___ Provided records
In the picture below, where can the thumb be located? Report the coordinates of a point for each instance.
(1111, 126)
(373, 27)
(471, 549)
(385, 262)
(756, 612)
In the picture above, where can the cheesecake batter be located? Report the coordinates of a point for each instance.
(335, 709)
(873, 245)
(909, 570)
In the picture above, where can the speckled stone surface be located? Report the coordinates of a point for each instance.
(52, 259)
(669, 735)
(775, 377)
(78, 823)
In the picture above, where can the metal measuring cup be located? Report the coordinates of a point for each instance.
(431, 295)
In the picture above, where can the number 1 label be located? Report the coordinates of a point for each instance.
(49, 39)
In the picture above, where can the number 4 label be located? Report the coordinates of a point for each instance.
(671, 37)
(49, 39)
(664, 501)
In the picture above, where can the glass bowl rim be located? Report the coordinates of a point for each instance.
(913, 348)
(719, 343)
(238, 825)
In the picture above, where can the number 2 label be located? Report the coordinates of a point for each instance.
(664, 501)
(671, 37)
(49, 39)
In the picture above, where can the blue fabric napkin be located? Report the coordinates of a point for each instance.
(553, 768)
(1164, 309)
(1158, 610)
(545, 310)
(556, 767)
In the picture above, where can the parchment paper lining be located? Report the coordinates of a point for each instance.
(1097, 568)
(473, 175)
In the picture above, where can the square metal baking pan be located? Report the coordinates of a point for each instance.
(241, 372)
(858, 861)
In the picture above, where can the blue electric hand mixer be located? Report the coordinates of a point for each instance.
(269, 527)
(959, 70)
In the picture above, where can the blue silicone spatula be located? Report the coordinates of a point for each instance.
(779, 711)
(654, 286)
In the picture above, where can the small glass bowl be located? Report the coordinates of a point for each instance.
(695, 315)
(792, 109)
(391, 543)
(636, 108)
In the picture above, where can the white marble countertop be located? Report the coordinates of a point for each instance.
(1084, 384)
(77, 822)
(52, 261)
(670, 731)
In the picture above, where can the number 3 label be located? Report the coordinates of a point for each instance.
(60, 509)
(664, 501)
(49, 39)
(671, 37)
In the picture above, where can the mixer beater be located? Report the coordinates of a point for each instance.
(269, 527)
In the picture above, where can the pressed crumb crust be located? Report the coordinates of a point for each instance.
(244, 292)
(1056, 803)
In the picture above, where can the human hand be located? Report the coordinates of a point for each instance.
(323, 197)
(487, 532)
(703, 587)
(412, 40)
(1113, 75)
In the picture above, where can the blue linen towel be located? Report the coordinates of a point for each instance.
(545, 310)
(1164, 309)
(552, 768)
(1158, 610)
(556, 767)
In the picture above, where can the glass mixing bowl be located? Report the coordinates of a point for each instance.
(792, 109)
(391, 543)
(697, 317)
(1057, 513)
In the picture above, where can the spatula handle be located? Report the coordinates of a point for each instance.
______
Exact copies of all the records are required.

In the picture below, where can the thumb be located? Report the coordinates of a point for each instance.
(1111, 126)
(373, 27)
(471, 549)
(385, 262)
(756, 612)
In the picture above, where can the cheesecake batter be located? Report the coordinates of a point for each instance.
(335, 709)
(873, 245)
(909, 570)
In the picture above, where can the speckled stone surface be located? Report the coordinates of a point for each instance.
(52, 259)
(669, 735)
(775, 377)
(78, 823)
In the picture above, where can the metal measuring cup be located? Report the coordinates of a point for each instance.
(431, 295)
In the picture above, where can the number 1 label be located? Report the coordinates of a point for each instance.
(49, 39)
In the picture above, where can the number 4 label be located? Report the coordinates of a point for each instance.
(671, 37)
(49, 39)
(664, 501)
In the picture above, where can the glass bowl rim be located? Report the coordinates of a point for each instance.
(913, 348)
(719, 343)
(238, 825)
In the picture above, where can the number 2 label be located? Report the coordinates of a point for each instance.
(664, 501)
(671, 37)
(49, 39)
In the picture above, where can the blue fabric napkin be located? Report the coordinates of a point for each instance.
(553, 768)
(1164, 309)
(1158, 610)
(545, 310)
(556, 767)
In the picture above, where can the parchment paper lining be located? Report the coordinates of a point for each instance.
(1097, 568)
(473, 175)
In the picture above, where can the square metal baking pan be located? Report the coordinates of a point for each instance.
(241, 372)
(858, 861)
In the picture above, where can the blue electric hand mixer be located? Report the coordinates of a point for each instance.
(269, 527)
(959, 70)
In the picture above, where can the blue silicone spatula be located? Report the coordinates of a point for each instance.
(779, 711)
(654, 286)
In the picture above, where can the small glass bowl be located? Report the coordinates of a point for each instance.
(695, 315)
(792, 109)
(391, 543)
(636, 108)
In the picture above, where can the white marble countertop be located? Report the coordinates of a point for each instance.
(1084, 384)
(77, 822)
(52, 261)
(670, 731)
In the picture above, where can the number 3 label be located? Report the coordinates of a point for each instance.
(60, 509)
(664, 501)
(49, 39)
(671, 37)
In the picture above, where can the mixer beater be located? Report the coordinates of a point for each instance.
(269, 527)
In the picture above, where can the pressed crumb crust be located? Report the coordinates of a point for each instance.
(244, 292)
(1056, 803)
In the picture above, where can the human hand be located? Report the coordinates of a point for each instance.
(323, 197)
(487, 532)
(703, 587)
(412, 40)
(1113, 75)
In the picture above, where can the blue linen towel be located? Report the coordinates of a point for each instance.
(545, 310)
(1164, 309)
(552, 768)
(1158, 610)
(556, 767)
In the picture above, where can the glass mixing bowl be located? Report the coordinates of a point for each instance.
(792, 109)
(391, 543)
(697, 317)
(1057, 513)
In the picture above, where can the spatula handle be located? Report the coordinates of a point for each instance.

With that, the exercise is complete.